Saved data entries:

──────────────────────────────

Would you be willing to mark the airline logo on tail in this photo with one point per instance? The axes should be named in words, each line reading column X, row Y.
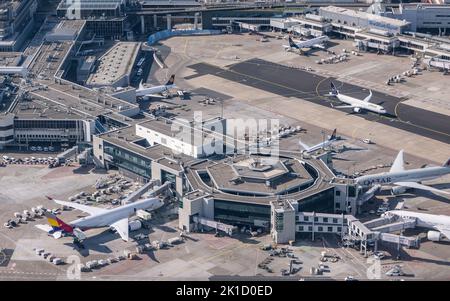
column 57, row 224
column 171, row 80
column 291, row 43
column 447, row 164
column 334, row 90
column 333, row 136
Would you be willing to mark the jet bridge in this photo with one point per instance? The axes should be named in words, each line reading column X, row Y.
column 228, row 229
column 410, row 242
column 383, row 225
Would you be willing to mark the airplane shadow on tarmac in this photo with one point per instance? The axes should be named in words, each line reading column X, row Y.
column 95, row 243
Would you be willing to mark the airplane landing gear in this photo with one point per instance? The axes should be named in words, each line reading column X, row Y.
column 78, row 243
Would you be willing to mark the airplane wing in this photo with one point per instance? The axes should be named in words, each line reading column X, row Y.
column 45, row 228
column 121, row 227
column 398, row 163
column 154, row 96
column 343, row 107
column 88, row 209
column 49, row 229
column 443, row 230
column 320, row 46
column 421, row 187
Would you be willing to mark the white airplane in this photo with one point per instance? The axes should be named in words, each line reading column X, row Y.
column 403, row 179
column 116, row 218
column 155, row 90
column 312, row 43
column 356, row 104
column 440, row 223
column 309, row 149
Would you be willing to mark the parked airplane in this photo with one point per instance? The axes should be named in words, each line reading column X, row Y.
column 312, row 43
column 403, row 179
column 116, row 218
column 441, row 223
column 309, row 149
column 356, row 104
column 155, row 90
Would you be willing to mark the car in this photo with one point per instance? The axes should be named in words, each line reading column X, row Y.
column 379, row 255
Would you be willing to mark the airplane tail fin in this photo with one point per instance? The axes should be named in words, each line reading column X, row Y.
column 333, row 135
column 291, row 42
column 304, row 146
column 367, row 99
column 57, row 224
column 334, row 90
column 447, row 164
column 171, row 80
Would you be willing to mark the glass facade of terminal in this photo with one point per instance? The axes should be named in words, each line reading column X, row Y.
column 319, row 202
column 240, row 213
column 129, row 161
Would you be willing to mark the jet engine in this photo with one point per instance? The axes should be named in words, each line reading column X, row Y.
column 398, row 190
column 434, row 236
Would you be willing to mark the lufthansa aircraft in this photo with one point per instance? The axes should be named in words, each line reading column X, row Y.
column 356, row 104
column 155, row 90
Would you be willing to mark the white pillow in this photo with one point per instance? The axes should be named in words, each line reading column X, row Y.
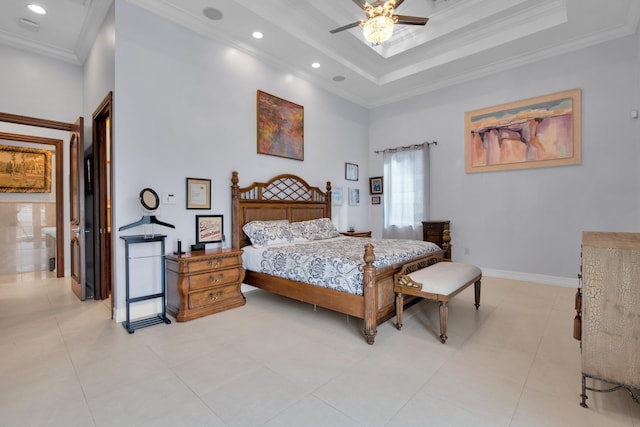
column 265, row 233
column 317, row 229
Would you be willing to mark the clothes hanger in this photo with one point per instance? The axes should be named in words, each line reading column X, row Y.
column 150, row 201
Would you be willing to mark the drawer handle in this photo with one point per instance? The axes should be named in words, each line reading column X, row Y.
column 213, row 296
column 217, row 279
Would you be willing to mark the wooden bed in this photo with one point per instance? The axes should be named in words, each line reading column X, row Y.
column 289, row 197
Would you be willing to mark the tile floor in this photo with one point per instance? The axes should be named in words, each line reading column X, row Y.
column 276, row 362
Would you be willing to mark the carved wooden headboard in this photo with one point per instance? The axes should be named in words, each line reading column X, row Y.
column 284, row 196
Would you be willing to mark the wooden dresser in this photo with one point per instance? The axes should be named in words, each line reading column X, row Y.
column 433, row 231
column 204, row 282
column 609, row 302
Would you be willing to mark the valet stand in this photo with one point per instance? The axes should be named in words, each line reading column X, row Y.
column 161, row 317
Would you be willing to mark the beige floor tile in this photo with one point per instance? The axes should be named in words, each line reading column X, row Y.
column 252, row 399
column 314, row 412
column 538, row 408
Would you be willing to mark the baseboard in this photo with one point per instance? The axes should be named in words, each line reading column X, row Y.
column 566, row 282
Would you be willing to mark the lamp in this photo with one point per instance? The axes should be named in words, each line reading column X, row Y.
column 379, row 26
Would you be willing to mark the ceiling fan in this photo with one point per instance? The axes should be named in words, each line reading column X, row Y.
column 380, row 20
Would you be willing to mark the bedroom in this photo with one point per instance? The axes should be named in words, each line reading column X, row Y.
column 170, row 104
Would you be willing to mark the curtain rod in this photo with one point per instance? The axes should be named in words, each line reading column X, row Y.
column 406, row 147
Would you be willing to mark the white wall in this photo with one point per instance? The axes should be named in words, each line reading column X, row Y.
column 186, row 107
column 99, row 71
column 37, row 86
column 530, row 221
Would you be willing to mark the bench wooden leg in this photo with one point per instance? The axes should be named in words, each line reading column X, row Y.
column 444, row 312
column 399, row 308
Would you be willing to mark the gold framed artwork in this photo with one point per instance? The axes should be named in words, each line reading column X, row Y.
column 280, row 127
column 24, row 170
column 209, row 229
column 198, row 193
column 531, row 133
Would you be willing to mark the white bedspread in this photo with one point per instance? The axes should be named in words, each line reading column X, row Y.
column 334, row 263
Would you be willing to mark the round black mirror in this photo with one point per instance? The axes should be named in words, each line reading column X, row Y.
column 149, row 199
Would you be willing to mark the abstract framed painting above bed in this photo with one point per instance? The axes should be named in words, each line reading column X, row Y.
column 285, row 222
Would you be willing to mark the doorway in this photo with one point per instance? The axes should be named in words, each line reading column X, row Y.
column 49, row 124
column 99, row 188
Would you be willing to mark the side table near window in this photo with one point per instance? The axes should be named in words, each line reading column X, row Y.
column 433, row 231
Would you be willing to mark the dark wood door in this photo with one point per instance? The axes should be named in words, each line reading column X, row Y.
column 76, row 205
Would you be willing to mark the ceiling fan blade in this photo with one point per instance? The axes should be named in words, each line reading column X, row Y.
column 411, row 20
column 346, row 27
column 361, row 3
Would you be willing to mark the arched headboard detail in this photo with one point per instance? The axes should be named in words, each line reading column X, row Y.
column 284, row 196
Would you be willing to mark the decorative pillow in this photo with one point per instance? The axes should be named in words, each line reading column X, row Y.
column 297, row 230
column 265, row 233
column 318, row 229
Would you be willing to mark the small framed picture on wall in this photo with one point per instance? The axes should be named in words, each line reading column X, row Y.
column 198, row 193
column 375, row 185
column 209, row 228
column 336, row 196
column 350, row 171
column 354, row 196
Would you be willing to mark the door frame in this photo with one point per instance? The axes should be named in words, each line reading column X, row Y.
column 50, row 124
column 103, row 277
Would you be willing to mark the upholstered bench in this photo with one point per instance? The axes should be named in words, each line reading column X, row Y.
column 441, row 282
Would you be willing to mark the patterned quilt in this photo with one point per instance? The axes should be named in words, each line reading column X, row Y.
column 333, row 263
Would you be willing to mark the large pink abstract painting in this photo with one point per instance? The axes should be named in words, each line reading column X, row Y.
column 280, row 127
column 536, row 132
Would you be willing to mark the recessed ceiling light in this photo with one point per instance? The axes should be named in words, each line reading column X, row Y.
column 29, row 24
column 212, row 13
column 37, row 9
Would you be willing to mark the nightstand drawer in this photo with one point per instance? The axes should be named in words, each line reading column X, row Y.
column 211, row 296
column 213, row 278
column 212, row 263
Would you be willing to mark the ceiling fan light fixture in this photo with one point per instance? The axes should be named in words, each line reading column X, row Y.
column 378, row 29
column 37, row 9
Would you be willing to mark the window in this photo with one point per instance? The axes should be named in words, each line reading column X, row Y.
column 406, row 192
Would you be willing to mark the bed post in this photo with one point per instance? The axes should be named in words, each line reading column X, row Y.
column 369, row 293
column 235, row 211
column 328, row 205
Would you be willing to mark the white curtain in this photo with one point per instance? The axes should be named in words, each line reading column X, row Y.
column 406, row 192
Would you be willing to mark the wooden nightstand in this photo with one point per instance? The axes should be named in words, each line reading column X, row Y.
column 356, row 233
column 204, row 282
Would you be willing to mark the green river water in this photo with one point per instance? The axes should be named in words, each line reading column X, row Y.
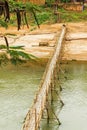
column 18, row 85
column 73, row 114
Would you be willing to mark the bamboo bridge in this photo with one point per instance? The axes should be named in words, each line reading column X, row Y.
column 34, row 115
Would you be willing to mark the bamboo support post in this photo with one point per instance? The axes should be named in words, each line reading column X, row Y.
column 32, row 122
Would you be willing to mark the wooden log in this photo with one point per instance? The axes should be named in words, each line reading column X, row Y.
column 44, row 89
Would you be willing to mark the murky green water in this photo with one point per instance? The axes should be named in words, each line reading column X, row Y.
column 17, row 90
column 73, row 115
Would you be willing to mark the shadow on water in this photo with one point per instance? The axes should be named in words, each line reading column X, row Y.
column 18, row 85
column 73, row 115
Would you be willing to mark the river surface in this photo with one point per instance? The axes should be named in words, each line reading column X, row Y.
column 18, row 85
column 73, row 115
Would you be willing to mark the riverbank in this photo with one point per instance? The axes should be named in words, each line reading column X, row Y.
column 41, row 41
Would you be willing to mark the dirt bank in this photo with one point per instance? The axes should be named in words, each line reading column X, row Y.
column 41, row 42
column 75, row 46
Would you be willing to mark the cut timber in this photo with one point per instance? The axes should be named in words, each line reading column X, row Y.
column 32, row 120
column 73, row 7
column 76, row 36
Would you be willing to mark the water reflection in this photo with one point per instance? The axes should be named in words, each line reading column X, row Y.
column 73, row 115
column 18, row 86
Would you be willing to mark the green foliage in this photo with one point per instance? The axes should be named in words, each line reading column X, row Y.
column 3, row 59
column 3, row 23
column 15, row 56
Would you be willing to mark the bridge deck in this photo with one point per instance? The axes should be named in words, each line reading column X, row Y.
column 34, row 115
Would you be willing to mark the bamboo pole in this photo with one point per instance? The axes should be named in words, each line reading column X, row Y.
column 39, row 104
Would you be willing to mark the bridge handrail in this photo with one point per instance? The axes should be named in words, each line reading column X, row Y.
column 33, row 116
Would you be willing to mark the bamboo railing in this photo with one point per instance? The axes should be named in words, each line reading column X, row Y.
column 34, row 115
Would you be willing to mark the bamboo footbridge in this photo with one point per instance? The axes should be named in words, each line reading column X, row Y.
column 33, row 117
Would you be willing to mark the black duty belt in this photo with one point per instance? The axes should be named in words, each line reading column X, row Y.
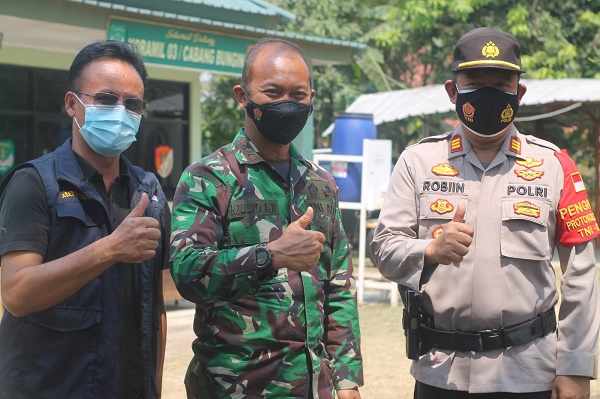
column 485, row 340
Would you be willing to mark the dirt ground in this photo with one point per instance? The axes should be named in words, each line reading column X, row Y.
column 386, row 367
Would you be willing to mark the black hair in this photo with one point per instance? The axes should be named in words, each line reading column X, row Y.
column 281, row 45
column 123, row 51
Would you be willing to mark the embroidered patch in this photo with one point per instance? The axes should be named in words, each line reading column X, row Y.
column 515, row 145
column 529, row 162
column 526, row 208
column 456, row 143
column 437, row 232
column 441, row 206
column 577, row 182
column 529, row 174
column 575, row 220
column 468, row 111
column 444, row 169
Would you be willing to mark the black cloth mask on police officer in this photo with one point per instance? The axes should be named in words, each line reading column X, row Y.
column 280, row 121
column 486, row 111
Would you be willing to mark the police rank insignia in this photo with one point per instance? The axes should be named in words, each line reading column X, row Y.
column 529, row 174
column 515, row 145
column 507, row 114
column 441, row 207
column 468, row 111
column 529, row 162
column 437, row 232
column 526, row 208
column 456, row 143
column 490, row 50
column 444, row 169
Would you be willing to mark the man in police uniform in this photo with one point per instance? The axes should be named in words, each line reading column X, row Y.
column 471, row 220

──────────────────────────────

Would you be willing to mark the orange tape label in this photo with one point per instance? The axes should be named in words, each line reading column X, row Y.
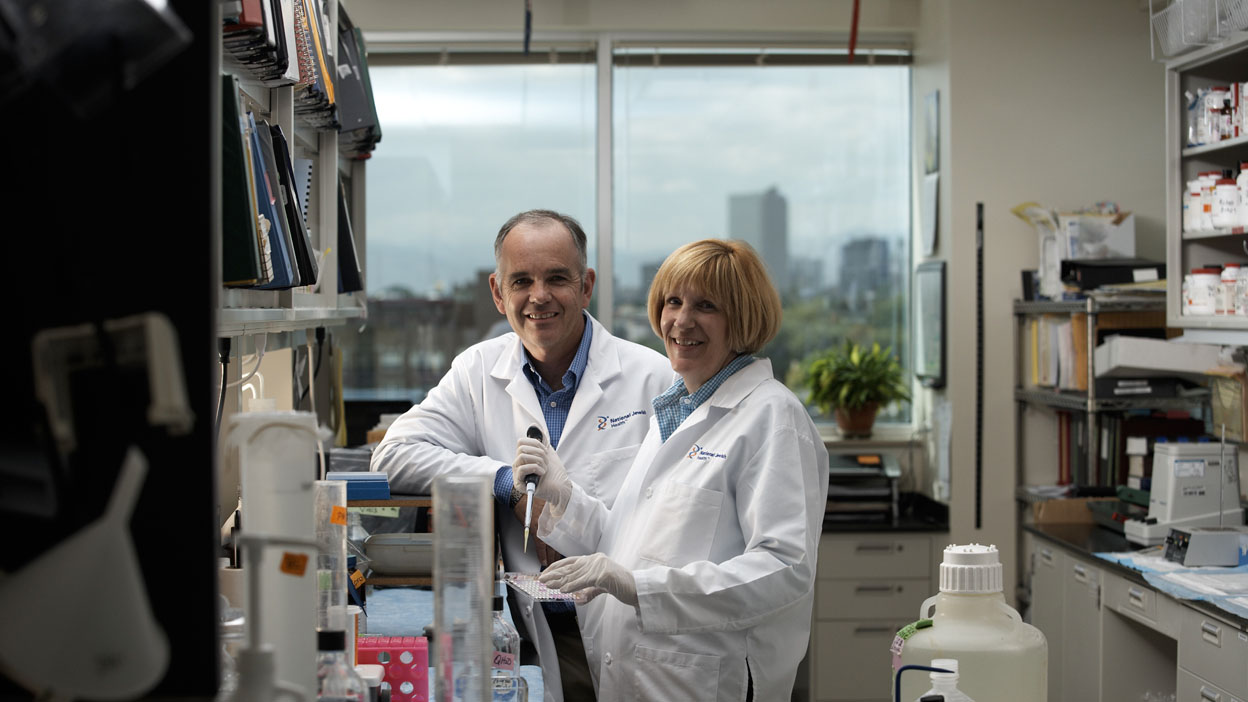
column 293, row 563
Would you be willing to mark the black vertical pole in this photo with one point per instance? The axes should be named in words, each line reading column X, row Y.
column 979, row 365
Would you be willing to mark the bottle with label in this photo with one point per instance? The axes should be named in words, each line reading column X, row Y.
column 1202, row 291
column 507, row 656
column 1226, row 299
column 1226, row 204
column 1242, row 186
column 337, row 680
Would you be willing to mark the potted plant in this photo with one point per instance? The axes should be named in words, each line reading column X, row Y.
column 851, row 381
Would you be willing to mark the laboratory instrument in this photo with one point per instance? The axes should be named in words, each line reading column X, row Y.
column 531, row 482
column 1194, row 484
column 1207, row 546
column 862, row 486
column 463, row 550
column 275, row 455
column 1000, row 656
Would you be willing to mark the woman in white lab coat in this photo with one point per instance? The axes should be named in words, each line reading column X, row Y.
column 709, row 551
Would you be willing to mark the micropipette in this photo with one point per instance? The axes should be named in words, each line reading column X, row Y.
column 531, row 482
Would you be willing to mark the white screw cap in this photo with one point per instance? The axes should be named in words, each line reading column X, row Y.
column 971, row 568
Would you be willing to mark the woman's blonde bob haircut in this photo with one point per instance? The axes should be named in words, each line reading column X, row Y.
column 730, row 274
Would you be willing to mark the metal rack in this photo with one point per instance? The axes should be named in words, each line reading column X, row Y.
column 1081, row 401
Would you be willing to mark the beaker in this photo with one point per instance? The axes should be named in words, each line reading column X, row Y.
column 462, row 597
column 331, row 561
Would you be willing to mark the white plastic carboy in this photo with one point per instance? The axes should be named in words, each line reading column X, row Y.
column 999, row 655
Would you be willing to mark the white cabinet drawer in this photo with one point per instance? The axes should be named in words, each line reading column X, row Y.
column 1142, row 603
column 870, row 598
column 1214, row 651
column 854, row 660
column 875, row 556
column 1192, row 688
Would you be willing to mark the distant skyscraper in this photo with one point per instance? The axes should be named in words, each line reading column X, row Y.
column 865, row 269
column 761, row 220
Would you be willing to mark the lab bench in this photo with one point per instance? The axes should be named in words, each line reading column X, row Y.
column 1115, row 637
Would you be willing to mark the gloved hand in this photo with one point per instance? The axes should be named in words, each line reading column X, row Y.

──────────────────────────────

▶ [Prompt]:
Return the entries above verbatim, from the line containing "Would you be willing to mark the airline" through the line containing "column 379, row 255", including both of those lines. Omit the pictures from your answer.

▶ [Result]:
Would you be willing to mark the airline logo on tail in this photo with one point per instance? The axes should be named in words, each line reading column X, row Y.
column 57, row 224
column 171, row 80
column 291, row 43
column 447, row 164
column 334, row 90
column 333, row 136
Would you be willing to mark the jet bridge in this photo with one point per instance? The axes should be named in words, each line reading column X, row Y.
column 228, row 229
column 410, row 242
column 383, row 225
Would you be willing to mark the airplane shadow on tarmac in this photo with one point per instance? The axes should be named in words, each line reading column X, row Y.
column 95, row 243
Would you be willing to mark the airplane landing gear in this photo with one point per instance? The axes should be named in words, each line reading column X, row Y.
column 78, row 243
Would you be willing to mark the airplane wing in this photo with one point per instance? The axes should be named in words, each line reading column X, row Y.
column 45, row 228
column 121, row 227
column 398, row 163
column 154, row 96
column 343, row 107
column 88, row 209
column 49, row 229
column 443, row 230
column 320, row 46
column 421, row 187
Would you be willing to mark the white airplane in this photo with one point per instance? The axes should be named in words, each line reading column X, row Y.
column 403, row 179
column 116, row 218
column 155, row 90
column 312, row 43
column 356, row 104
column 440, row 223
column 309, row 149
Would you be willing to mark the parked airplane in this photo with one point per instance? The axes should be named in words, each line reading column X, row Y.
column 312, row 43
column 403, row 179
column 116, row 218
column 441, row 223
column 309, row 149
column 356, row 104
column 155, row 90
Would you be willing to mark the car in this photo with one point per instance? The axes should be named in words, each line reading column X, row Y.
column 379, row 255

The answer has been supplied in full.